* **Extract to read**
··········

Guidelines for Fabricating Highly Efficient Perovskite Solar Cells with Cu2O as the Hole Transport Material

Nanomaterials 2022, 12(19), 3315; https://doi.org/10.3390/nano12193315
by Sajid Sajid 1,2, Salem Alzahmi 1,2,*, Imen Ben Salem 3 and Ihab M. Obaidat 2,4,*
Reviewer 1: Anonymous
Reviewer 2: Anonymous
Reviewer 3:
Kicheon Yoo
Nanomaterials 2022, 12(19), 3315; https://doi.org/10.3390/nano12193315
Submission received: 7 September 2022 / Revised: 20 September 2022 / Accepted: 20 September 2022 / Published: 23 September 2022
(This article belongs to the Topic Photovoltaic Materials and Devices)

Round 1

Reviewer 1 Report

In this manuscript, the authors conducted simulation investigations using SCAPS to study the effect of inorganic HTL on the photovoltaic performance of perovskite solar cells, including NiO, Cu2O, CuI, and CuSCN. The authors found that PCE significantly relies on electron affinity, hole mobility, doping density of Cu2O, and the work-function of the back-electrode, which can deliver PCE as high as 25.2%. In summary, this is an interesting work with comprehensive study and analysis. I recommend its publication in ACS Energy Letters after addressing the following questions.

 

1.        The authors demonstrate several drawbacks of the most used organic HTL. The inorganic HTL indeed possesses the advantage in materials cost. However, the deposition of organic HTLs is normally much simpler compared to the inorganic ones, which should also be mentioned in the introduction.

 

2.        After the systematical screening, the Cu2O is shown the best performance. However, Cu2O should be easy to be oxidized, which should also be considered. And can the authors predict the annealing temperature required to achieve the peripeties used for simulation in this study?

 

3.        Should the “Capture cross section for electrons and holes in donor tail states” be “Capture cross section for electrons and holes in acceptor tail states”?

 

4.        The parameters of the active perovskite layer should also be provided.

··········

* **Provided material**
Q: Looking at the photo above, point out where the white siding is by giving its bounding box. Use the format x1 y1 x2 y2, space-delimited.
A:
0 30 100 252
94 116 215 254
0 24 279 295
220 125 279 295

··········

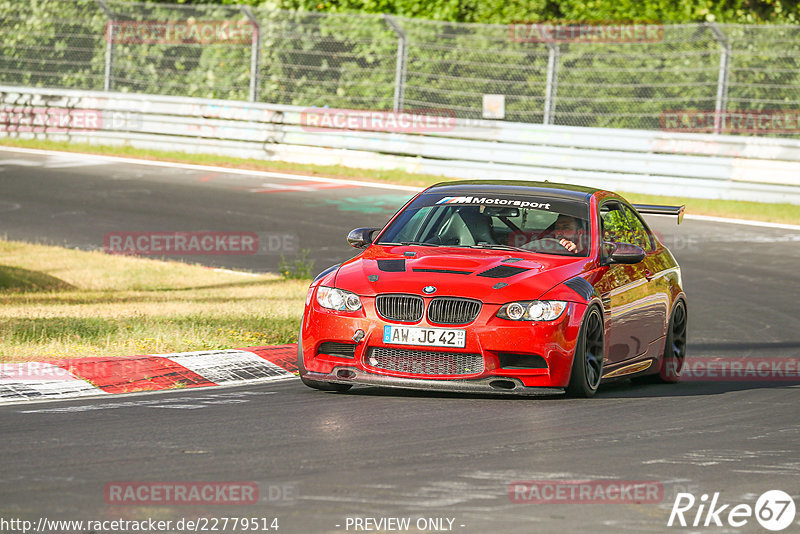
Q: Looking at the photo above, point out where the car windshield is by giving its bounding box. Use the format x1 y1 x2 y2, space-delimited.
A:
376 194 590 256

··········

* **Exercise A**
From the Cu2O solar cell review, extract the passage from "Guidelines for Fabricating" to "Materials and Devices)", copying it word for word.
* **Exercise B**
Continue the Cu2O solar cell review from its last line.

* **Task result A**
Guidelines for Fabricating Highly Efficient Perovskite Solar Cells with Cu2O as the Hole Transport Material

Nanomaterials 2022, 12(19), 3315; https://doi.org/10.3390/nano12193315
by Sajid Sajid 1,2, Salem Alzahmi 1,2,*, Imen Ben Salem 3 and Ihab M. Obaidat 2,4,*
Reviewer 1: Anonymous
Reviewer 2: Anonymous
Reviewer 3:
Kicheon Yoo
Nanomaterials 2022, 12(19), 3315; https://doi.org/10.3390/nano12193315
Submission received: 7 September 2022 / Revised: 20 September 2022 / Accepted: 20 September 2022 / Published: 23 September 2022
(This article belongs to the Topic Photovoltaic Materials and Devices)

* **Task result B**
5.        The simulation results of the device with Cu2O as HTL are very different from the result reported in ref.22. The authors can give more analysis.

Author Response

Dear Myrilla Xiao,

We are very thankful for your kind letter and decision on the Manuscript "Guidelines for fabricating highly efficient perovskite solar cells with Cu2O as the hole transport material". According to the reviewer’s comments and suggestions, we made the necessary changes to the manuscript. After modifying the manuscript, we hope that your prestigious journal will accept our manuscript.

Comments and Suggestions for Authors

In this manuscript, the authors conducted simulation investigations using SCAPS to study the effect of inorganic HTL on the photovoltaic performance of perovskite solar cells, including NiO, Cu2O, CuI, and CuSCN. The authors found that PCE significantly relies on electron affinity, hole mobility, doping density of Cu2O, and the work-function of the back-electrode, which can deliver PCE as high as 25.2%. In summary, this is an interesting work with comprehensive study and analysis. I recommend its publication in nanomaterials after addressing the following questions.

  1. The authors demonstrate several drawbacks of the most used organic HTL. The inorganic HTL indeed possesses the advantage in materials cost. However, the deposition of organic HTLs is normally much simpler compared to the inorganic ones, which should also be mentioned in the introduction.

Reply: We are very thankful for your valuable comments. The relevant literatures and discussion on the methods to deposit inorganic HTMs are presented in the revised manuscript, as can be seen on pages 2 and 9.  

  1. After the systematical screening, the Cu2O is shown the best performance. However, Cu2O should be easy to be oxidized, which should also be considered. And can the authors predict the annealing temperature required to achieve the properties used for simulation in this study?

Reply: Thank you for your comments. According to the literature, the Cu2O is more stable than spiro-OMeTAD, as mentioned in the reference https://doi.org/10.1002/advs.201801169 and https://doi.org/10.1002/cssc.201901430. Therefore, Cu2O is better alternative when comparing its performance and stability to other counter parts. Furthermore, the encapsulation of the device could be another way to improve the stability of the Cu2O-based PSCs. The annealing temperature depends on the deposition methods, for the solution-processed Cu2O HTMs in the regular PSCs, for example, the annealing temperature varies from 50-60 0C for 4-6 minutes, as reported in https://doi.org/10.1002/cssc.201901430, https://doi.org/10.1002/advs.201801169.

  1. Should the “Capture cross section for electrons and holes in donor tail states” be “Capture cross section for electrons and holes in acceptor tail states”?

Reply: Thank you very much for mentioning this point. In fact the word “donor” was repeated, which is corrected in the revised manuscript. As highlighted in Table 2, column 1, the one is “Capture cross-section for electrons and holes in donor tail states” and another is “Capture cross-section for electrons and holes in acceptor tail states”.

  1. The parameters of the active perovskite layer should also be provided.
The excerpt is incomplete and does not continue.